TASK TO COMPLETE
Retype all of the data exactly as given.

Entries from a pointing dataset:
▬▬▬▬▬▬▬▬▬▬

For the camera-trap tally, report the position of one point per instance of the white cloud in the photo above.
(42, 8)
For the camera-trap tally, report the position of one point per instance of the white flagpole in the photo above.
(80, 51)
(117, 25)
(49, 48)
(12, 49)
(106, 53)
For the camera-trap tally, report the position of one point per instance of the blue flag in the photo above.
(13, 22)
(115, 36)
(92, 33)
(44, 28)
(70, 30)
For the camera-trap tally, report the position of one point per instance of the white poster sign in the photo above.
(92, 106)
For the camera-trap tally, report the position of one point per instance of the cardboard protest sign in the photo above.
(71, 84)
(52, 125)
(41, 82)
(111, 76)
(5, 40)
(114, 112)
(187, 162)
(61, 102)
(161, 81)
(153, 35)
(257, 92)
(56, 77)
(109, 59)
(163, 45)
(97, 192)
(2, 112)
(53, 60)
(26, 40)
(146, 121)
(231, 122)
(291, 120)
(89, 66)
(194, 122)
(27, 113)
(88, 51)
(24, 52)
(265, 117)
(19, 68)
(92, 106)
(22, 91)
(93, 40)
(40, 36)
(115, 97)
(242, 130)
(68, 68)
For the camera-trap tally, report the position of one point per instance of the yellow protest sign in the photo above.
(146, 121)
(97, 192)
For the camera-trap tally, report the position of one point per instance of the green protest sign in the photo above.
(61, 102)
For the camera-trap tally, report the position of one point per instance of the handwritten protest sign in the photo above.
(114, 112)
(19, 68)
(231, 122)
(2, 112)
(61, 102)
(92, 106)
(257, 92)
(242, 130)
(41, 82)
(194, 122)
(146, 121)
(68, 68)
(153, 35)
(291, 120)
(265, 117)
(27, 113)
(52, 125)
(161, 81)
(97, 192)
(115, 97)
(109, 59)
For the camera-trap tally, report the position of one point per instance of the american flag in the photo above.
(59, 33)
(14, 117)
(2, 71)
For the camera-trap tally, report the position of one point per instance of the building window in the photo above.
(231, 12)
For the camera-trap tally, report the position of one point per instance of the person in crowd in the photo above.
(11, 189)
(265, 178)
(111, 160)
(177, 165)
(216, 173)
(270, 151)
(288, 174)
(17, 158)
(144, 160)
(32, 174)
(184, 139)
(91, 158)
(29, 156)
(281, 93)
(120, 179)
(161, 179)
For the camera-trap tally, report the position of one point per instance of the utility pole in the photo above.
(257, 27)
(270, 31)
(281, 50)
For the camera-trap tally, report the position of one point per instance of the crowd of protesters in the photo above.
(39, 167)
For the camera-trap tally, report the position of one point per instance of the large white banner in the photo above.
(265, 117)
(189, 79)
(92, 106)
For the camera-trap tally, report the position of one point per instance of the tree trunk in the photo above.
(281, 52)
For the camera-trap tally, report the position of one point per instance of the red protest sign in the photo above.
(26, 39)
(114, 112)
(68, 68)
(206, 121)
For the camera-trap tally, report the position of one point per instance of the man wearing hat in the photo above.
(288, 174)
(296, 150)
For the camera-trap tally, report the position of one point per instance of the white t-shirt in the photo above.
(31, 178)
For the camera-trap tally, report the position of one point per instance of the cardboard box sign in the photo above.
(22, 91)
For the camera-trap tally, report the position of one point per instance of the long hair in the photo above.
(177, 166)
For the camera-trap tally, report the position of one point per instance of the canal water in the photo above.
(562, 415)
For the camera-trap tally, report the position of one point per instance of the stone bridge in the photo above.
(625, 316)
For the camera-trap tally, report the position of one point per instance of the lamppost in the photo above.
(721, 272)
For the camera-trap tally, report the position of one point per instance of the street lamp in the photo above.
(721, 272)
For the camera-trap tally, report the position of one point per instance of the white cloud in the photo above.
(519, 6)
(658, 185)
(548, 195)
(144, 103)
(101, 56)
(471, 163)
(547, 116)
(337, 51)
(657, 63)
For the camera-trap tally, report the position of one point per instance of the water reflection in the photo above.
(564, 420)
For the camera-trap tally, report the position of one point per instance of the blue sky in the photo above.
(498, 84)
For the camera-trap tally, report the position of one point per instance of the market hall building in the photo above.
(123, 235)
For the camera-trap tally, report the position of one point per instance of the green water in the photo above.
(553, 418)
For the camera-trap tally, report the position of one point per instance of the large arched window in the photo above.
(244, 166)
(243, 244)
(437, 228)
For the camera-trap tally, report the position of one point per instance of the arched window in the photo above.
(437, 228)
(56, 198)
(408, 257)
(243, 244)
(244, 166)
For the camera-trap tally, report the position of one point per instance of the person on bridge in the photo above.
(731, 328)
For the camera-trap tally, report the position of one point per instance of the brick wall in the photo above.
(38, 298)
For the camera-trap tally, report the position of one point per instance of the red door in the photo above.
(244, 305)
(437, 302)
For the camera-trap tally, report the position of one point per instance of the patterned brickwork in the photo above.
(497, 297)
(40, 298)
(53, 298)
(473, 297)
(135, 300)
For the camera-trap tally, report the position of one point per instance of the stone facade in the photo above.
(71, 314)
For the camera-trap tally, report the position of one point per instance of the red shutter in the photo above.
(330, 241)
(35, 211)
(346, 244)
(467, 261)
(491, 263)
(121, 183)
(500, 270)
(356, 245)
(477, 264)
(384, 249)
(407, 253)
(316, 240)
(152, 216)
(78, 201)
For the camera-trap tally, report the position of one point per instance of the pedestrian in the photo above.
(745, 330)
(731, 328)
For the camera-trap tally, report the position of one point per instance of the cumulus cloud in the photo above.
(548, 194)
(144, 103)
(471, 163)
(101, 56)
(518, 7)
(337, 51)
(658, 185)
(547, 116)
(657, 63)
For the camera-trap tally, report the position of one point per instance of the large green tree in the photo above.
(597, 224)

▬▬▬▬▬▬▬▬▬▬

EXPECTED ANSWER
For the camera-trap tally, report the position of one point per instance of the white cloud in the photo above.
(42, 8)
For the camera-trap tally, report the position of one point per instance of the white flagpole in the photo above.
(80, 51)
(117, 25)
(49, 48)
(12, 49)
(106, 53)
For the camera-trap tally, report the position of one point per instance of the blue flag in the photo above.
(13, 22)
(115, 36)
(92, 33)
(44, 28)
(70, 30)
For the camera-trap tally, report the position of one point per instance of the white poster sign in the photo above.
(92, 106)
For the camera-trap tally, report the position of one point per instance of the cardboard protest sign in the photo above.
(71, 84)
(52, 125)
(41, 82)
(111, 76)
(5, 40)
(114, 112)
(187, 162)
(61, 102)
(161, 81)
(153, 35)
(257, 92)
(56, 77)
(109, 59)
(163, 45)
(97, 192)
(2, 112)
(53, 60)
(26, 40)
(146, 121)
(231, 122)
(291, 120)
(89, 66)
(194, 122)
(27, 113)
(88, 51)
(24, 52)
(265, 117)
(19, 68)
(92, 106)
(22, 91)
(93, 40)
(40, 36)
(115, 97)
(242, 130)
(68, 68)
For the camera-trap tally, report the position of one point per instance of the yellow protest sign in the photo above.
(146, 121)
(97, 192)
For the camera-trap tally, report the position of one point per instance of the green protest sign in the photo above.
(61, 102)
For the camera-trap tally, report the position of one point per instance of the handwritten protest sign in the photo above.
(114, 112)
(19, 68)
(231, 122)
(2, 112)
(61, 102)
(92, 106)
(257, 92)
(242, 130)
(41, 82)
(194, 122)
(146, 121)
(68, 68)
(153, 35)
(291, 120)
(265, 117)
(27, 113)
(52, 125)
(161, 81)
(97, 192)
(115, 97)
(109, 59)
For the camera-trap tally, report the position of one point per instance of the american flag in the photo above.
(59, 33)
(14, 117)
(2, 71)
For the camera-trap tally, report the position of one point per instance of the building window in the photo above.
(231, 12)
For the camera-trap tally, report the position of one point per instance of the person in crowd in the photo above.
(11, 189)
(265, 178)
(111, 160)
(177, 165)
(216, 173)
(270, 151)
(288, 174)
(17, 158)
(144, 160)
(32, 174)
(184, 139)
(91, 158)
(29, 156)
(281, 93)
(120, 179)
(161, 179)
For the camera-trap tally, report the position of one point per instance of the utility pole in the photo above.
(257, 27)
(270, 31)
(281, 50)
For the camera-trap tally, report the position of one point per instance of the crowd of protesters in the photo above.
(39, 167)
For the camera-trap tally, report the position of one point per instance of the large white banner in the photo above.
(265, 117)
(189, 79)
(92, 106)
For the camera-trap tally, report the position of one point per instance of the tree trunk in the photo above.
(281, 52)
For the camera-trap tally, report the position of one point per instance of the red protest sign in the photo above.
(26, 39)
(114, 112)
(68, 68)
(206, 121)
For the camera-trap tally, report the position of one point per instance of the man wearing hat in the photo above.
(288, 174)
(296, 150)
For the camera-trap tally, report the position of one point per instance of the white t-shirt in the photo above.
(31, 178)
For the camera-trap tally, report the position of one point per instance of the cardboard box sign in the photo above.
(22, 91)
For the camera-trap tally, report the position of one point per instance of the long hair in the photo above.
(177, 166)
For the camera-trap tally, report the position of one point per instance of the canal water in the photo above.
(562, 415)
For the camera-trap tally, report the position of one point per instance of the stone bridge in the photo above.
(625, 316)
For the camera-trap tally, report the position of one point per instance of the lamppost in the photo above.
(721, 272)
For the camera-trap tally, report the position of one point per instance of the street lamp in the photo above.
(721, 272)
For the camera-trap tally, report the position of one point per instance of the white cloud in the photo above.
(519, 6)
(658, 185)
(548, 195)
(144, 103)
(101, 56)
(471, 163)
(547, 116)
(337, 51)
(657, 63)
For the camera-trap tally, report the position of one point per instance of the water reflection in the photo above.
(564, 420)
For the camera-trap tally, report the position of one point per instance of the blue sky in the photo above.
(498, 84)
For the camera-trap tally, report the position of one point per instance of the market hall building in the photo above.
(123, 235)
For the camera-trap tally, report the position of one point per instance of the green water in the photo above.
(553, 418)
For the camera-trap tally, report the position of one point per instance of the large arched window in the photo above.
(244, 166)
(243, 244)
(437, 228)
For the camera-trap tally, report the position of one point per instance of the arched window in the photo above.
(437, 228)
(56, 198)
(408, 257)
(243, 244)
(244, 166)
For the camera-trap tally, report the position of one point per instance of the person on bridge in the photo above.
(731, 328)
For the camera-trap tally, report the position of one point per instance of the brick wall in the photo above.
(38, 298)
For the camera-trap tally, report the position of one point per instance of the red door in the photo above.
(244, 305)
(437, 302)
For the camera-trap tally, report the position of one point per instance of the patterned brickwork in the photo above.
(497, 297)
(40, 298)
(53, 298)
(473, 297)
(135, 300)
For the camera-trap tally, report the position of one point per instance of the stone facade in the photo above.
(71, 314)
For the camera-trap tally, report the position of one point per instance of the red shutter in the photo above.
(330, 241)
(35, 211)
(346, 244)
(467, 261)
(491, 263)
(121, 183)
(500, 270)
(356, 245)
(477, 264)
(384, 249)
(407, 253)
(316, 240)
(152, 216)
(78, 201)
For the camera-trap tally, report the position of one point per instance of the pedestrian in the photo above.
(745, 330)
(731, 328)
For the camera-trap tally, report the position of one point per instance of the cumulus cloud in the photo above.
(548, 194)
(144, 103)
(471, 163)
(101, 56)
(518, 7)
(337, 51)
(658, 185)
(547, 116)
(657, 63)
For the camera-trap tally, report the position of one point per instance of the large green tree in the photo above.
(597, 224)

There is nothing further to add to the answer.